## WORK TO DO
From the line containing "Where can you find the hollow" down to the last line of the material, return those lines verbatim and only those.

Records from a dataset
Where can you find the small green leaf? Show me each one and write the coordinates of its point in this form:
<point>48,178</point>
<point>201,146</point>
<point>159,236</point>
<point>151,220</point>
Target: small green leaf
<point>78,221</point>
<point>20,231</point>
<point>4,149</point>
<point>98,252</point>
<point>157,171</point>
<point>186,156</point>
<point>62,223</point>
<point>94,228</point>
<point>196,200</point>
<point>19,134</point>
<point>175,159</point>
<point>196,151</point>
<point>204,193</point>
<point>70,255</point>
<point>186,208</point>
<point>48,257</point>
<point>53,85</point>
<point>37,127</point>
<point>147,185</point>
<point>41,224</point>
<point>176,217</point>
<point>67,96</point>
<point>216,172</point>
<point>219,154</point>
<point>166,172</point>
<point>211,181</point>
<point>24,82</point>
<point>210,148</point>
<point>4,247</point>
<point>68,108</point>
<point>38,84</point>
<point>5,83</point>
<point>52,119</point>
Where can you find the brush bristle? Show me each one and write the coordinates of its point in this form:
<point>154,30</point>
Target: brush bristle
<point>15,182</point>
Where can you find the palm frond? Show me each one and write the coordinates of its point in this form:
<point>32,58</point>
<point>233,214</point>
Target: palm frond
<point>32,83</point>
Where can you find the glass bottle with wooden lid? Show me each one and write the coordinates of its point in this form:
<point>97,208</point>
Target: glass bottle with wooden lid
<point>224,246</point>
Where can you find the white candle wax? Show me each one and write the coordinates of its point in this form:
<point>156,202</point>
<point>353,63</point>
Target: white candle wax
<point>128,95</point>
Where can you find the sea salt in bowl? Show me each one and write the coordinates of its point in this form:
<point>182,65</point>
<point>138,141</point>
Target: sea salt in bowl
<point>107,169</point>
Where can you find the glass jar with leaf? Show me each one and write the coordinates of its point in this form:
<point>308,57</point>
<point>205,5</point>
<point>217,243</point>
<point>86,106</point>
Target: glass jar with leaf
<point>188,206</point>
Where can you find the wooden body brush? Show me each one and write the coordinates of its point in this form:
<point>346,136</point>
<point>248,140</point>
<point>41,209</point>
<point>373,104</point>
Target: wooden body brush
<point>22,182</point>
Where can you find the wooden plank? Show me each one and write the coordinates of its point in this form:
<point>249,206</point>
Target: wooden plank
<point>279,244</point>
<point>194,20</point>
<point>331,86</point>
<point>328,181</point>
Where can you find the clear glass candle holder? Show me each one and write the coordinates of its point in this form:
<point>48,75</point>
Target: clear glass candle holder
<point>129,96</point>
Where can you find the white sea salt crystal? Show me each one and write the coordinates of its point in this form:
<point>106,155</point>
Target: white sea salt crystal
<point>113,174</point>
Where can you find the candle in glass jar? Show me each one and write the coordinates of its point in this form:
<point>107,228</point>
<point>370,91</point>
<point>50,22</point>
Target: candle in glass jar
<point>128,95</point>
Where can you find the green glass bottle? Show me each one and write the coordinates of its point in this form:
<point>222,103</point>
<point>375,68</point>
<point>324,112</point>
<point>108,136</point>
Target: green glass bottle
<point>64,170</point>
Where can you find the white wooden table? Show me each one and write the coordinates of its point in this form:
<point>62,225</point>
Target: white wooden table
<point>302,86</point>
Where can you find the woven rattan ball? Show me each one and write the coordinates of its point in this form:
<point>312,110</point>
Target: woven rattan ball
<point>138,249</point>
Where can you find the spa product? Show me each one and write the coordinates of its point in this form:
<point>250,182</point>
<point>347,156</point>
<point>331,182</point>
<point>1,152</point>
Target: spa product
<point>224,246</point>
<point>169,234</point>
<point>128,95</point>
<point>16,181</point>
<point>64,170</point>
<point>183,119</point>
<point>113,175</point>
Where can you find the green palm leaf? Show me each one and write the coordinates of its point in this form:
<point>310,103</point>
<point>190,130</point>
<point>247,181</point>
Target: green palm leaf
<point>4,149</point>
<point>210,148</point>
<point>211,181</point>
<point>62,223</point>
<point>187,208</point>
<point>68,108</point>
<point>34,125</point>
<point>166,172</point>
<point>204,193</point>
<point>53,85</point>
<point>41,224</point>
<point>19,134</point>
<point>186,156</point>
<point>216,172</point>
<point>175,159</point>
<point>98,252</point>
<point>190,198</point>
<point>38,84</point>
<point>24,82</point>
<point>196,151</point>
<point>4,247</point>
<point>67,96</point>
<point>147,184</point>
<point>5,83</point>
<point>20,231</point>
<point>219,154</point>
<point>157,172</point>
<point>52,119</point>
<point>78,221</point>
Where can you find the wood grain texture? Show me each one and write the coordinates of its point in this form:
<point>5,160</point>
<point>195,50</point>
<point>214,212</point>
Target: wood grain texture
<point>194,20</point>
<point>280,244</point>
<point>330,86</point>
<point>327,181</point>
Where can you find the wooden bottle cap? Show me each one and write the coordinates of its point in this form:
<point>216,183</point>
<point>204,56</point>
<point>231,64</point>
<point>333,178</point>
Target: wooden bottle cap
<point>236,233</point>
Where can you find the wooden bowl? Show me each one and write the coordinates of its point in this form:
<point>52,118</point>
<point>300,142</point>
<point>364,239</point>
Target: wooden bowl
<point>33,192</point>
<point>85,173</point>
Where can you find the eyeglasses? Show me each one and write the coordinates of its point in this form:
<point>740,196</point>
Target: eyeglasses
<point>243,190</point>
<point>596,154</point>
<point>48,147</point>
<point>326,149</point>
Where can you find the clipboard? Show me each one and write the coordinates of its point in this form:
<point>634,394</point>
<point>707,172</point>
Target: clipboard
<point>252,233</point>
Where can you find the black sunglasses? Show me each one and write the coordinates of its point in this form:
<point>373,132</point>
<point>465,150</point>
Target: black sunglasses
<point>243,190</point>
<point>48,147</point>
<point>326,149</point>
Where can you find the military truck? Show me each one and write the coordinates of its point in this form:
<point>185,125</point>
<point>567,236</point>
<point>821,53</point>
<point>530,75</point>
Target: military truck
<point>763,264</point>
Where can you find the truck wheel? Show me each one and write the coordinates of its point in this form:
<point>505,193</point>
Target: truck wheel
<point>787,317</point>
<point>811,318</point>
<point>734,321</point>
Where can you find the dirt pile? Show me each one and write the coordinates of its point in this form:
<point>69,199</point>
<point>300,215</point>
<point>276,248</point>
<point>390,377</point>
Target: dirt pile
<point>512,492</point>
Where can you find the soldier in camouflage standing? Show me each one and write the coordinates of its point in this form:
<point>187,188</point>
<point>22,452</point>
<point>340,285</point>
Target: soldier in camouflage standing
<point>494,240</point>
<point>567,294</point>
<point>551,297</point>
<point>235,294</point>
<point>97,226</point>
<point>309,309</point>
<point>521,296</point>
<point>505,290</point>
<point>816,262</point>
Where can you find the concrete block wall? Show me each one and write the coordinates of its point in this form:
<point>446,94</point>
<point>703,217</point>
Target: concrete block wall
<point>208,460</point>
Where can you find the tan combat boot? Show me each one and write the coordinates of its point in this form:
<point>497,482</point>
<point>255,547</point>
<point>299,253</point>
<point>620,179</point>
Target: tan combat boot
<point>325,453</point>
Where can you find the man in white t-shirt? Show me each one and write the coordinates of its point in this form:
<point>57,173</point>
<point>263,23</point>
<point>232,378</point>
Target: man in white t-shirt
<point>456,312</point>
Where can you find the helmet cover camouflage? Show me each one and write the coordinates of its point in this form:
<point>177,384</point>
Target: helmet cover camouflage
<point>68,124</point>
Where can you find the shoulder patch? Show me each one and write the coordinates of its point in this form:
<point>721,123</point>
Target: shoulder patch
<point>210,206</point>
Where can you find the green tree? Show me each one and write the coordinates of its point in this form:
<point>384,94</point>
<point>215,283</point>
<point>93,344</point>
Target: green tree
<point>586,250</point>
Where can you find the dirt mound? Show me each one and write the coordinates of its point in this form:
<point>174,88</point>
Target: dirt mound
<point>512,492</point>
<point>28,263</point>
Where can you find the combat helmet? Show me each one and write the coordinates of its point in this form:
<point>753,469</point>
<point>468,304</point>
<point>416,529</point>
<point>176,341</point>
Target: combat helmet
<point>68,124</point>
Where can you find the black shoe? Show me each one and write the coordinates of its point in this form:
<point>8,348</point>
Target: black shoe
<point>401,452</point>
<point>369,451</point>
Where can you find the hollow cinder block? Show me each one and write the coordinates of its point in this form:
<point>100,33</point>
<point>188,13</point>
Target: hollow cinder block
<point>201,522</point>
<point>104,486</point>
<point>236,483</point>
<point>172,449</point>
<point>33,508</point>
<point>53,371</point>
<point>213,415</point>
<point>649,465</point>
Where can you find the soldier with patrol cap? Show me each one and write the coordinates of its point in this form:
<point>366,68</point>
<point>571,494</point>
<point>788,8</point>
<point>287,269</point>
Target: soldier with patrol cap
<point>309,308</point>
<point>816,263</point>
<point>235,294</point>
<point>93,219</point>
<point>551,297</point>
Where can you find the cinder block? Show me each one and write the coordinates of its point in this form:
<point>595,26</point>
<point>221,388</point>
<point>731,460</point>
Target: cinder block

## EXERCISE OUTPUT
Where can you find the hollow cinder block? Show me each one and write the coordinates of its point in this form:
<point>100,33</point>
<point>188,13</point>
Target: hollow cinder block
<point>201,522</point>
<point>104,486</point>
<point>236,483</point>
<point>172,449</point>
<point>33,508</point>
<point>53,371</point>
<point>213,415</point>
<point>649,465</point>
Where can you find the soldier with patrol cap? Show me each one and write the coordinates of its point in this form:
<point>366,68</point>
<point>571,494</point>
<point>788,8</point>
<point>287,269</point>
Target: soldier with patrol cap
<point>309,308</point>
<point>816,263</point>
<point>235,294</point>
<point>93,219</point>
<point>551,297</point>
Where can you find the cinder block? Show me each one and write the coordinates of its point in this form:
<point>595,26</point>
<point>221,388</point>
<point>731,460</point>
Target: cinder block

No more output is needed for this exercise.